▶ **Written task A**:
Answer these about the thread on nutrition books, each on its own line marked the same way:
(i) Which book by Dan Bernadot does the first post recommend?
(ii) Which online diet/exercise journal does CoryKS suggest?
(iii) In The Fighter's Body, whose writing style does CoryKS call hilarious?
▶ **Written task B**:
Carry on the forum thread about nutrition books from its last line.

▶ **Document**:
════════
There's a bunch of good books on the subject, of course, but off the top of my head Dan Bernadot's Advanced Sports Nutrition is worth reading. It's fairly broad, but goes deep enough into most subjects to make it valuable to almost any athlete. Not full of BS, and offering plenty of good insights. Definitely recommended.


----------



## CoryKS (May 18, 2010)

The Fighter's Body is a good book to have.  The diet/nutrition information in this book is pretty standard.  There's only so many ways to tell people to eat right and exercise, and you'll find similar material in just about any book dealing with the subject.  But Christensen's writing style is hilarious and DeMeere brings a lot of knowledge to the partnership.  

Also consider looking at an online diet/exercise journal such as myfitnesspal.com.  I hate calorie counting, but after a few weeks of using it I was able to more accurately estimate what I was taking in.


----------



## SensibleManiac (May 18, 2010)
════════
▶ **Stored records**:
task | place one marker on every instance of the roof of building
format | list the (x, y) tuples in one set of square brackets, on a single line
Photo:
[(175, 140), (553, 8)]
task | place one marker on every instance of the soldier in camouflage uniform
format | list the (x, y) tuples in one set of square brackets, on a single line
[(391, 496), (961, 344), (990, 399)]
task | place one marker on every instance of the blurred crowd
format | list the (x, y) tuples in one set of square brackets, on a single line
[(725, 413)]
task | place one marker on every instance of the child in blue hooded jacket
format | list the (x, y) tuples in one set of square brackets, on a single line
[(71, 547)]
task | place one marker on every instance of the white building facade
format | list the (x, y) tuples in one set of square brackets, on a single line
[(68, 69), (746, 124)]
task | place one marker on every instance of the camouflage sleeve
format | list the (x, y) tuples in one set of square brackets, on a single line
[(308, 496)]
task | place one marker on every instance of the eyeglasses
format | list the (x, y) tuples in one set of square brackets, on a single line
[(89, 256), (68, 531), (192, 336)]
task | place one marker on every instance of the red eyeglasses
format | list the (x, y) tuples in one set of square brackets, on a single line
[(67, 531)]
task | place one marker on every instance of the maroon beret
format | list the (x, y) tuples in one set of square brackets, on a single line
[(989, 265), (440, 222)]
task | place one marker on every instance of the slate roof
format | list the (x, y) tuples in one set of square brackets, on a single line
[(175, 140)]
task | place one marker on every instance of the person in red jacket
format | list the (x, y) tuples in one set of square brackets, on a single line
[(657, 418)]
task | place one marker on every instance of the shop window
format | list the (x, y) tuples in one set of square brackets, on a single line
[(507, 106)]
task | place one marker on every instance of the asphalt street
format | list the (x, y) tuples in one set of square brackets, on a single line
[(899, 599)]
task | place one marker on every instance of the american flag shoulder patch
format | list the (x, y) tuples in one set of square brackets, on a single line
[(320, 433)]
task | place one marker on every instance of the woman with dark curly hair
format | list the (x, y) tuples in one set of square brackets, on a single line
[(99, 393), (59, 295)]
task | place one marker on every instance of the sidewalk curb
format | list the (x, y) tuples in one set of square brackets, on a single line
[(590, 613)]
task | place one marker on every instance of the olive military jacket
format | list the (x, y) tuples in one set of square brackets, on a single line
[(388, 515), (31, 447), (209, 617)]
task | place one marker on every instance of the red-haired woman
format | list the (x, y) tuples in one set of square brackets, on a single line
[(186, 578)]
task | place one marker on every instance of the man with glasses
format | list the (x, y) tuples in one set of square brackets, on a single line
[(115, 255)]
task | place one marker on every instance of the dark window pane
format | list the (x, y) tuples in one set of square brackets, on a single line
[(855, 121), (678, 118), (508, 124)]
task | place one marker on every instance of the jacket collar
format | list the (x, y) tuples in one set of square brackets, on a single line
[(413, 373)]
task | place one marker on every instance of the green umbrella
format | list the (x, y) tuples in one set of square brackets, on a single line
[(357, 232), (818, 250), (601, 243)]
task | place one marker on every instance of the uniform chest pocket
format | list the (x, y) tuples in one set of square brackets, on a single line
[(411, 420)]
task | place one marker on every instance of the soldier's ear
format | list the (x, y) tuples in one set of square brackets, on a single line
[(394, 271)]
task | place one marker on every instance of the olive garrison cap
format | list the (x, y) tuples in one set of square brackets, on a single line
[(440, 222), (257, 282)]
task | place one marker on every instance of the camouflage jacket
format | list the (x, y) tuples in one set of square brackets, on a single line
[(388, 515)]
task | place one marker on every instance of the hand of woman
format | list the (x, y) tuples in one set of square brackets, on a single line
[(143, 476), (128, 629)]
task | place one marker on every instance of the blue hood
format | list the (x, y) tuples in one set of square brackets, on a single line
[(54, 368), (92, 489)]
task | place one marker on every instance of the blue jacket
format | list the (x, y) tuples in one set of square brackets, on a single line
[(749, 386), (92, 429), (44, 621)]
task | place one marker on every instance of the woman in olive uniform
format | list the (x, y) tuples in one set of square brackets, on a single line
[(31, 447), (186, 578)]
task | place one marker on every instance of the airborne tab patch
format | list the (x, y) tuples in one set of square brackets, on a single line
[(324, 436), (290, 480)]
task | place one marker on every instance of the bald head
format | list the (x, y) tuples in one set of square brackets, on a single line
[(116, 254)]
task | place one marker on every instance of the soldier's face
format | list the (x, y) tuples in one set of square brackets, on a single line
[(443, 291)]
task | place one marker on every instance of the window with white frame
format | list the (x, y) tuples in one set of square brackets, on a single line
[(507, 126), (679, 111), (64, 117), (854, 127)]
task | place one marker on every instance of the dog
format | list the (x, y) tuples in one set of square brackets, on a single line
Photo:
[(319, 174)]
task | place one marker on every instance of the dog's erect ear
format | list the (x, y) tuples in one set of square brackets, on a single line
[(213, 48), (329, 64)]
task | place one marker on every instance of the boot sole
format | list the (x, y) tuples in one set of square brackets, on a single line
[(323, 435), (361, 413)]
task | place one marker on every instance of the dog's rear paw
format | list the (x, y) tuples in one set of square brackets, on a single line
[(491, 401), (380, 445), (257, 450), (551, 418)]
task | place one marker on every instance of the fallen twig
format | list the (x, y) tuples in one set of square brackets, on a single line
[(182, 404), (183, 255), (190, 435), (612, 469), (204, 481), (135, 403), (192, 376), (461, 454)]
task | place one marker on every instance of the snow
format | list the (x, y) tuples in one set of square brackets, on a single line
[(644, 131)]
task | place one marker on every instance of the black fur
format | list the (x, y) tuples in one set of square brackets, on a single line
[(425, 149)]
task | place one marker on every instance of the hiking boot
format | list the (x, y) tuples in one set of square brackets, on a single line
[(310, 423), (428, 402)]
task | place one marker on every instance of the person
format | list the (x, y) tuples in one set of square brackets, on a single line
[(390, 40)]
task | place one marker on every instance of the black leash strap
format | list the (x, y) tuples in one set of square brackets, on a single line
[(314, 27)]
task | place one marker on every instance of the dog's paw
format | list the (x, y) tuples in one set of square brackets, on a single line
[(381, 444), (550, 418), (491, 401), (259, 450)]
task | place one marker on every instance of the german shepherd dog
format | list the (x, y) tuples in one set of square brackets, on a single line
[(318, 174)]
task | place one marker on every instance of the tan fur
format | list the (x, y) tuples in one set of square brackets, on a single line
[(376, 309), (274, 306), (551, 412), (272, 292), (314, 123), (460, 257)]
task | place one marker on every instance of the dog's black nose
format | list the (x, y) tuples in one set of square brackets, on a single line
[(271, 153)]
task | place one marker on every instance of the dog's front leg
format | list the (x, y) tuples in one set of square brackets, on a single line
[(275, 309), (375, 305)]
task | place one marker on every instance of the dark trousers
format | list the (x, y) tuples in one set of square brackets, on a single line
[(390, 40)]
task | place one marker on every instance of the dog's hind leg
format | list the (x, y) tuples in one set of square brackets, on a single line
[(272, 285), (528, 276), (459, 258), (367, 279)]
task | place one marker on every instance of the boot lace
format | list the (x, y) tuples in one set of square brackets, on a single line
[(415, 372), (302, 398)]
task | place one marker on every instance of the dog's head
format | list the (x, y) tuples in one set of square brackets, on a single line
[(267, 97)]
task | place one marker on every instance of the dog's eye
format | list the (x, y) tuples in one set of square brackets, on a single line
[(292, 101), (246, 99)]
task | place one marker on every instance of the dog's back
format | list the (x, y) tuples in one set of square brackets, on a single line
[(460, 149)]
════════
▶ **Task answer A**:
(i) Advanced Sports Nutrition
(ii) myfitnesspal.com
(iii) Christensen's

▶ **Task answer B**:
Optimum Sports Nutrition, Dr. Michael Colgan


----------



## Harald (May 19, 2010)

Has Colgan's book been updated and revised lately, and if so what's the new version like? It's a solid book and I loved it when it came out but that seems like half a life ago so it's a bit long in the tooth now. If it's been revised lately I'll probably order it myself.


----------



## robertlk808 (May 22, 2010)

I just got my book "The Primal Blueprint" which is based of the Paleo I think.  
Seems really simple actually. Pretty good forum with quite a few martial artists within the forums.


----------



## shane (Jun 21, 2010)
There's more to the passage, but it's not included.